* [TASK TO CARRY OUT] Each line below that includes the word "eyelash" is to be reported.

* [AVAILABLE DATA]
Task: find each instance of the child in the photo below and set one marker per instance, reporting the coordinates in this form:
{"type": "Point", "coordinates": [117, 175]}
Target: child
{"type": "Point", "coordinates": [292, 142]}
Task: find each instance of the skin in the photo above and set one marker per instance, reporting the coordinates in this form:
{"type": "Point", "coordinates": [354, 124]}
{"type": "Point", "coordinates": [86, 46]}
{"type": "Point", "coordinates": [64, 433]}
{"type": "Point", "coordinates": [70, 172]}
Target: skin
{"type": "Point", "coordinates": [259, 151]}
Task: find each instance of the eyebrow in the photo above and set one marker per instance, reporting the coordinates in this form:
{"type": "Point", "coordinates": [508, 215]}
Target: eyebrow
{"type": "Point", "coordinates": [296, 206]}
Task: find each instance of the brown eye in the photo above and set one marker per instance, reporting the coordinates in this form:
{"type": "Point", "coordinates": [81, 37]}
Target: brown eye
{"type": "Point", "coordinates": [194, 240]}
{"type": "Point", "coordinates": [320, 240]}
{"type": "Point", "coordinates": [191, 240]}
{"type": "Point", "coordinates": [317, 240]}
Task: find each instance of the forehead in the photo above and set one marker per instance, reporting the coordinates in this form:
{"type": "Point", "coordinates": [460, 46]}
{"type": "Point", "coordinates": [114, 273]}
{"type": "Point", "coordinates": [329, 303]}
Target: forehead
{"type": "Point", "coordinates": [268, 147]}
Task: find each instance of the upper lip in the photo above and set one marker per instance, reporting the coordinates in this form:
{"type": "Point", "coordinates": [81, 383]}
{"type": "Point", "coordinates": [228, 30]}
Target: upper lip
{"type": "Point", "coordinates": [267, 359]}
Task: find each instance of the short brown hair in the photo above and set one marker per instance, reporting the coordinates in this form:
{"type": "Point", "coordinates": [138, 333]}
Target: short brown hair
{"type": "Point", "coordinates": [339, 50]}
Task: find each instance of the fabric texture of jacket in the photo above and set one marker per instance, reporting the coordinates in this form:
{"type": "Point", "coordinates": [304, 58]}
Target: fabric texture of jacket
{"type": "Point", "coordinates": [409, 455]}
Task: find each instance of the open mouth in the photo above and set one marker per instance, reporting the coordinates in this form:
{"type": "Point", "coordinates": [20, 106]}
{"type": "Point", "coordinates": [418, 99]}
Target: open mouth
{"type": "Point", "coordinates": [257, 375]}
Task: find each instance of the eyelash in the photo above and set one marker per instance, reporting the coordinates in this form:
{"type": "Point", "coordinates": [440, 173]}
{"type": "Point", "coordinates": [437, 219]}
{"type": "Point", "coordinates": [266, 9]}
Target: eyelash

* [WRITTEN SOLUTION]
Task: find each instance of the eyelash in the photo above and set one marker per instance, reporting the coordinates in this form:
Target: eyelash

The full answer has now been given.